▸ **SHORT EXERCISE**: Repeat precisely, and only, the lines between the line containing "point: firefighter climbing" and the end of the listing below, both ends included.

▸ **EXERCISE MATERIALS**:
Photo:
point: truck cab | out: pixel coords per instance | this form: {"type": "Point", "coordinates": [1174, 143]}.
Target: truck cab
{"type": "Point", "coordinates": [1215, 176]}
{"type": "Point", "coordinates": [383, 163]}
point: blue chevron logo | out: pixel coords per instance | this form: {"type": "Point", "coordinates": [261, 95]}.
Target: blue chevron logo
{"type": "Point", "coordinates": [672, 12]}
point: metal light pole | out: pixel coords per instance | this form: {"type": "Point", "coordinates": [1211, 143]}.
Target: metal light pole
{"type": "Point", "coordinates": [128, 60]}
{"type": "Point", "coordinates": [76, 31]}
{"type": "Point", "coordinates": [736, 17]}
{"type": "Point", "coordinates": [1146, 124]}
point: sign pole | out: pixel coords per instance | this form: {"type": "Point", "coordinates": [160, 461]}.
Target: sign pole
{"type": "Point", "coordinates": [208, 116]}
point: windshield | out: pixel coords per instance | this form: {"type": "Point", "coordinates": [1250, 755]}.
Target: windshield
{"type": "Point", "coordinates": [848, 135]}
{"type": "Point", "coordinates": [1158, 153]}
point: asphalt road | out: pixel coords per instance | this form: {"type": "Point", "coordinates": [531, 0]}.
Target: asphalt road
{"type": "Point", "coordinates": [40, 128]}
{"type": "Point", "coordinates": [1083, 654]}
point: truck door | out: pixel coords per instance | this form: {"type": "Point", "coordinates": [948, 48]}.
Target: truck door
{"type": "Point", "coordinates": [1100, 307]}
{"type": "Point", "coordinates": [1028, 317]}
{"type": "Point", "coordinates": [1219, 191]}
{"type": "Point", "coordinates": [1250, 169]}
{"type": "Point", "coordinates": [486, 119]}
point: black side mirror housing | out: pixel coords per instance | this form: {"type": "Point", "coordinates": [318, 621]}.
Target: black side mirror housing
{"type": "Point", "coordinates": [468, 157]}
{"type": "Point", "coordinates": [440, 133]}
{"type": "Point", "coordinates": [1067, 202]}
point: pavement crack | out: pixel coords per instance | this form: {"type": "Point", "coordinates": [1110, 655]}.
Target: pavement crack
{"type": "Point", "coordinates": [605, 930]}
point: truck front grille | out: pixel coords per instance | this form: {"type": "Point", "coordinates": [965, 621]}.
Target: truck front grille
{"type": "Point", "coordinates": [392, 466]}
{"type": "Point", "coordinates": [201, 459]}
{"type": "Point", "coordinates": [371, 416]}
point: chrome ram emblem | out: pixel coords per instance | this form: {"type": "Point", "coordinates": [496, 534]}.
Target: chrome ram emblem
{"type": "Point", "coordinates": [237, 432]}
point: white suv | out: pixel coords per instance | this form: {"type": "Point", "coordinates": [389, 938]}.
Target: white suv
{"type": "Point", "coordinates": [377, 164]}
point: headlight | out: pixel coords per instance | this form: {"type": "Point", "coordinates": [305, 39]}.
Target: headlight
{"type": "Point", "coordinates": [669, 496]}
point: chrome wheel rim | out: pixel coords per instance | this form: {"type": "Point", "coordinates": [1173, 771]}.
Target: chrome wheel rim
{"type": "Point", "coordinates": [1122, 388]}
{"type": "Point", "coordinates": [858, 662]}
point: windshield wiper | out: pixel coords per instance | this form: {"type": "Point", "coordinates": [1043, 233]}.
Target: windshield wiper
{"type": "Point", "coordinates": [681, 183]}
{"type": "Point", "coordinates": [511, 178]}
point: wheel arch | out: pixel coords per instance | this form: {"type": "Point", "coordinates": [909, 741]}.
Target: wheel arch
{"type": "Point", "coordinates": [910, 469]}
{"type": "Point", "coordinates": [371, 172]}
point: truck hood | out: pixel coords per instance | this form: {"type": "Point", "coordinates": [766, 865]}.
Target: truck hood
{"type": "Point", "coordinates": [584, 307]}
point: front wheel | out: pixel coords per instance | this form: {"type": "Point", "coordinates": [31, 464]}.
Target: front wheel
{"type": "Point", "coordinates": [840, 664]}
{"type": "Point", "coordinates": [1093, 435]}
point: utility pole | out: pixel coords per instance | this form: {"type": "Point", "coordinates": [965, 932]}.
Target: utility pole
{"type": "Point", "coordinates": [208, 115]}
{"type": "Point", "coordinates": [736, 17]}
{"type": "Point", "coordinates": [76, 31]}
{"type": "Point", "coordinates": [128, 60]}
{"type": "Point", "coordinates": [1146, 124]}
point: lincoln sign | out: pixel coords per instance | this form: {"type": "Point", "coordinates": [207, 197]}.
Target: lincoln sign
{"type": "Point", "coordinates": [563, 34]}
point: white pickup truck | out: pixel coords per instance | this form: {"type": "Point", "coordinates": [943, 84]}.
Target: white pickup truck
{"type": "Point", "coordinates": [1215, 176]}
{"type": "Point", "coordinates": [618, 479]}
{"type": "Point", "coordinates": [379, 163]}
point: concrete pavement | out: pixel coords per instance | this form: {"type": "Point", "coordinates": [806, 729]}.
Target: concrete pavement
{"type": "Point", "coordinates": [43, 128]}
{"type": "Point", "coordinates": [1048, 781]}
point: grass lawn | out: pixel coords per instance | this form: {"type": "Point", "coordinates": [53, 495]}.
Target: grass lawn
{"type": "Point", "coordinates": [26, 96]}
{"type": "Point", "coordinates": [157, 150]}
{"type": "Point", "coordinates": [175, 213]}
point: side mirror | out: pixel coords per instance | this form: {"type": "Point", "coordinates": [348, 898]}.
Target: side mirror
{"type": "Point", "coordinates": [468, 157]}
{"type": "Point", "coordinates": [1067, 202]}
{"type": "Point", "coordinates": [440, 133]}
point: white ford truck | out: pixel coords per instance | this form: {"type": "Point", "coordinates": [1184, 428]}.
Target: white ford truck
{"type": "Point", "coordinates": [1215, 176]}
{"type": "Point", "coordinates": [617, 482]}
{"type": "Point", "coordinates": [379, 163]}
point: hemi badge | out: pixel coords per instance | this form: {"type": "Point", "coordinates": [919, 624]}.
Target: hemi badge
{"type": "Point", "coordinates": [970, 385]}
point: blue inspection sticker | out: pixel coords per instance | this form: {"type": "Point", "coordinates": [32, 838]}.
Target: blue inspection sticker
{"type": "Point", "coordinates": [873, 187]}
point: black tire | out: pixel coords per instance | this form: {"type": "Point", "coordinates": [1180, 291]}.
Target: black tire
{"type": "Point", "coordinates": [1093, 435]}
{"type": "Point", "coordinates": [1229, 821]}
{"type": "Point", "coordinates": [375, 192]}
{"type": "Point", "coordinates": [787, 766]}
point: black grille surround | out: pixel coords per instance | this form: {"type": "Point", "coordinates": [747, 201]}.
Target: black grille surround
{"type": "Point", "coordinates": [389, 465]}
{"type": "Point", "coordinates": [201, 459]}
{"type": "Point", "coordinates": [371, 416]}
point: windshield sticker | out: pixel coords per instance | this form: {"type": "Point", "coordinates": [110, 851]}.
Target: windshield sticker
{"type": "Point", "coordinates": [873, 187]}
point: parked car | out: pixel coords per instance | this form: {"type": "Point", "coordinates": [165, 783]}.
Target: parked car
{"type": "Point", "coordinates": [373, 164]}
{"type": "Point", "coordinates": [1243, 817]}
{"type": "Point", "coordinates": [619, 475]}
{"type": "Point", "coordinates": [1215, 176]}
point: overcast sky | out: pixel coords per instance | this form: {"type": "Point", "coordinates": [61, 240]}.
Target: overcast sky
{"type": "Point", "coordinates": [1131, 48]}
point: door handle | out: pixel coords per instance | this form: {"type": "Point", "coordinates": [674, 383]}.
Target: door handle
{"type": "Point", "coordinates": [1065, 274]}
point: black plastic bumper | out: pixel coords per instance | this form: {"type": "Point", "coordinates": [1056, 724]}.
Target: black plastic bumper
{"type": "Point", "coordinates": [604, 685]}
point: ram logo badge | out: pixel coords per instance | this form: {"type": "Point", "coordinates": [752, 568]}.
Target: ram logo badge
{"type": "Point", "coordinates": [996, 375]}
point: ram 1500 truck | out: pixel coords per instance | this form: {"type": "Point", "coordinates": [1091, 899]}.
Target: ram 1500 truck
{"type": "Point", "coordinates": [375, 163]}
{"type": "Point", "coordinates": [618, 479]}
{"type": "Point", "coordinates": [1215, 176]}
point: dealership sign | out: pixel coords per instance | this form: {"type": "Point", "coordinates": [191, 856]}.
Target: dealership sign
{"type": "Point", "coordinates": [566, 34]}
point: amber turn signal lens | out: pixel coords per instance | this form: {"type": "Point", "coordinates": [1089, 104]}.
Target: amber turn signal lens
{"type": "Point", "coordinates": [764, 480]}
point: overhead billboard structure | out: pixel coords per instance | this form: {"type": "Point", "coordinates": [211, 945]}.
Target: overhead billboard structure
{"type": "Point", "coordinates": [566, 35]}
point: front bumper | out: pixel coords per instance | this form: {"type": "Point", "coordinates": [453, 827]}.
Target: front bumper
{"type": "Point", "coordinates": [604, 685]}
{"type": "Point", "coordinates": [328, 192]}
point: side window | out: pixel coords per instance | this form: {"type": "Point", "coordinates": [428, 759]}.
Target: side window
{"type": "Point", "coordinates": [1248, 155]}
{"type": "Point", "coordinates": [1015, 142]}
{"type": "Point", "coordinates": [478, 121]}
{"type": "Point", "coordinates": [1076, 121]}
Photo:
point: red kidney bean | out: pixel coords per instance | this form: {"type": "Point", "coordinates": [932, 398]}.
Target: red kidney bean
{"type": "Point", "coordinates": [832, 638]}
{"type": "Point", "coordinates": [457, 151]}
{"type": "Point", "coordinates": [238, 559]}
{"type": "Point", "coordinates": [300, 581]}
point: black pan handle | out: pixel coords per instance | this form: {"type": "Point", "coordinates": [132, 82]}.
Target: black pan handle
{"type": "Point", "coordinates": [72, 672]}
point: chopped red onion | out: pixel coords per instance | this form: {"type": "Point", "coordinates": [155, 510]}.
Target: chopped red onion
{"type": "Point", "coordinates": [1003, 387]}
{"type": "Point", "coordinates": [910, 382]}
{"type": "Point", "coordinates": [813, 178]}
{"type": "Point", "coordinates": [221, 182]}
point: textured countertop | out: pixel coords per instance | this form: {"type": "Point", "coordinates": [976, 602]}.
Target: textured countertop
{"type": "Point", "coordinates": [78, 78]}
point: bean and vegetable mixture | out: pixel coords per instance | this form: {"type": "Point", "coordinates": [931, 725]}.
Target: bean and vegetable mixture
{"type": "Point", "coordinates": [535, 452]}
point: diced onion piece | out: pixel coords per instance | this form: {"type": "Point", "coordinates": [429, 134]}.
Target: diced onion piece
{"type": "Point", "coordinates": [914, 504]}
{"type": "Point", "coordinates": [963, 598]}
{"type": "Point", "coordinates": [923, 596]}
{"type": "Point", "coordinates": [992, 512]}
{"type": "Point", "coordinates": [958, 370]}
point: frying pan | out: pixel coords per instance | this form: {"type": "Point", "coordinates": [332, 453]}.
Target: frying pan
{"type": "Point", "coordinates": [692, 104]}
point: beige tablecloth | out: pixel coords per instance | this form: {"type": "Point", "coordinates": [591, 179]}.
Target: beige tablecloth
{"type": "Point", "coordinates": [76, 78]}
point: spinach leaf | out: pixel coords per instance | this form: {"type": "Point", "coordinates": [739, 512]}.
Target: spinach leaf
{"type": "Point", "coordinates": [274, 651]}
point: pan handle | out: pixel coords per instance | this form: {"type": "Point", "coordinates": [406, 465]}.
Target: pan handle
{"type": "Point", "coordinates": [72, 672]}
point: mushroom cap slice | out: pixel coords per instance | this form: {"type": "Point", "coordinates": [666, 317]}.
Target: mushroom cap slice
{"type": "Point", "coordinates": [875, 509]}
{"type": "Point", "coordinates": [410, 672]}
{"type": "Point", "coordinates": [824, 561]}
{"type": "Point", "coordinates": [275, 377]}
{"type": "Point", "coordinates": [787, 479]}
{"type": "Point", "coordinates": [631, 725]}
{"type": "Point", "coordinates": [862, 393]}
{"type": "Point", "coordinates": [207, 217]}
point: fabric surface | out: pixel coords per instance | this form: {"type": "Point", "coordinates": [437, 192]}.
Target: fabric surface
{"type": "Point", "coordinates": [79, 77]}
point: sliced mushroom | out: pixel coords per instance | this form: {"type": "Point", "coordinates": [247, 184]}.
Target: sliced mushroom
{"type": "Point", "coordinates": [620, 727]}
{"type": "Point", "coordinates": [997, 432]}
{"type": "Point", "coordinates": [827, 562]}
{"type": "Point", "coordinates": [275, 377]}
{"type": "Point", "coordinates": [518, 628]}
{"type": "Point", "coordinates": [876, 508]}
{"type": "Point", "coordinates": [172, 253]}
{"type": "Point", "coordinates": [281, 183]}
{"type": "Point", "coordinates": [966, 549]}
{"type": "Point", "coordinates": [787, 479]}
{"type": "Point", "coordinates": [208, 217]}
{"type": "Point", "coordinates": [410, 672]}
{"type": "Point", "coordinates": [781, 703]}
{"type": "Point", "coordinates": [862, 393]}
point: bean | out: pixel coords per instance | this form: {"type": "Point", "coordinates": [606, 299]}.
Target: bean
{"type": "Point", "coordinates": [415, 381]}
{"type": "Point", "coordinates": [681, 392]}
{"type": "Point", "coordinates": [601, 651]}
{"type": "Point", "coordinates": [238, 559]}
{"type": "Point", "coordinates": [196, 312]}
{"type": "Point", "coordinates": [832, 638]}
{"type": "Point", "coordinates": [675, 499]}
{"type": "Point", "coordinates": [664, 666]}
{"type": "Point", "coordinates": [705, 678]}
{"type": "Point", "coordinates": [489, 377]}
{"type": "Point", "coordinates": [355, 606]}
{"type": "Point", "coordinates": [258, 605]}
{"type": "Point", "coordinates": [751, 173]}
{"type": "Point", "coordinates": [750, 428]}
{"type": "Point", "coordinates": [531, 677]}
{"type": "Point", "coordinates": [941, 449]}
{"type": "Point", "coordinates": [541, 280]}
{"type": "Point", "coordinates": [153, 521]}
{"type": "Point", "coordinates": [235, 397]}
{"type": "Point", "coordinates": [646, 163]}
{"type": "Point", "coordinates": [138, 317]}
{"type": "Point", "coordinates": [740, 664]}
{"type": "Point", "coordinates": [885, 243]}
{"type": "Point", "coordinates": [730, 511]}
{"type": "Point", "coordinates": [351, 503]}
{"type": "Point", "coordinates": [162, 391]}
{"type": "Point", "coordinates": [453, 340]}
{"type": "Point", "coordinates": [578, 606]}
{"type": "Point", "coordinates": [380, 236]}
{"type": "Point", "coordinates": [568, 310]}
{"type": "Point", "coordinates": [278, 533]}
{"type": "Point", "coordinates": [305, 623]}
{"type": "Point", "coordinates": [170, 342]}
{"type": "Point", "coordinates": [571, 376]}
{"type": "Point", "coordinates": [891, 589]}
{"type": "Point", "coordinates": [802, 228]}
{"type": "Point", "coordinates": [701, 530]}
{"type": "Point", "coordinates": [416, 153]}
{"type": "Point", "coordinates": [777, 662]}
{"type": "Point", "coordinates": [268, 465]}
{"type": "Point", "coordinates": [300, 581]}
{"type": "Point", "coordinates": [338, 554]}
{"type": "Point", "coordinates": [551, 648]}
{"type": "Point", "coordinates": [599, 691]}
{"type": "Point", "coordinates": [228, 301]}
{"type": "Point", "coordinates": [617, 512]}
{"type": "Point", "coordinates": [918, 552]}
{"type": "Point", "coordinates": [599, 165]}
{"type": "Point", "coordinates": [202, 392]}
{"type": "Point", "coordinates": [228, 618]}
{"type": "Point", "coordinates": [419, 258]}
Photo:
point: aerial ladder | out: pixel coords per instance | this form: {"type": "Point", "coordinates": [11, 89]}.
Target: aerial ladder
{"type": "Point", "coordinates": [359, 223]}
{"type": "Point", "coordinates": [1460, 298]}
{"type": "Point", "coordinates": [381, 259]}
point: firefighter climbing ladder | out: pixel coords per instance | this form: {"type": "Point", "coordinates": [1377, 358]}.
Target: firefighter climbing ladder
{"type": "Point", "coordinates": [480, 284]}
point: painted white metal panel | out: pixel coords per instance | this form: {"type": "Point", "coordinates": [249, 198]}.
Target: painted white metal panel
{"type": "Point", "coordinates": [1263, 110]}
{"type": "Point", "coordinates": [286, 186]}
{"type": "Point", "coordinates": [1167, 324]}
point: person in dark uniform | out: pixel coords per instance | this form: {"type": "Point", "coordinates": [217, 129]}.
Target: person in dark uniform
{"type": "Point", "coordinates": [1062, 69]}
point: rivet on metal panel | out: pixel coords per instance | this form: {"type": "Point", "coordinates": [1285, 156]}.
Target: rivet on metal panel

▸ **REPLY TO THE EXERCISE**:
point: firefighter climbing ladder | out: pixel coords per instance | this form: {"type": "Point", "coordinates": [1377, 358]}.
Target: firefighter climbing ladder
{"type": "Point", "coordinates": [480, 284]}
point: painted white metal panel | out: pixel coords per instance | this form: {"type": "Point", "coordinates": [249, 198]}.
Target: painted white metal panel
{"type": "Point", "coordinates": [1263, 110]}
{"type": "Point", "coordinates": [286, 186]}
{"type": "Point", "coordinates": [1167, 324]}
point: person in dark uniform | out: pixel coords per instance | this form: {"type": "Point", "coordinates": [217, 129]}.
Target: person in dark uniform
{"type": "Point", "coordinates": [1062, 69]}
point: rivet on metal panel | out: pixel coords per instance | this form: {"type": "Point", "coordinates": [1285, 156]}.
Target: rivet on metal panel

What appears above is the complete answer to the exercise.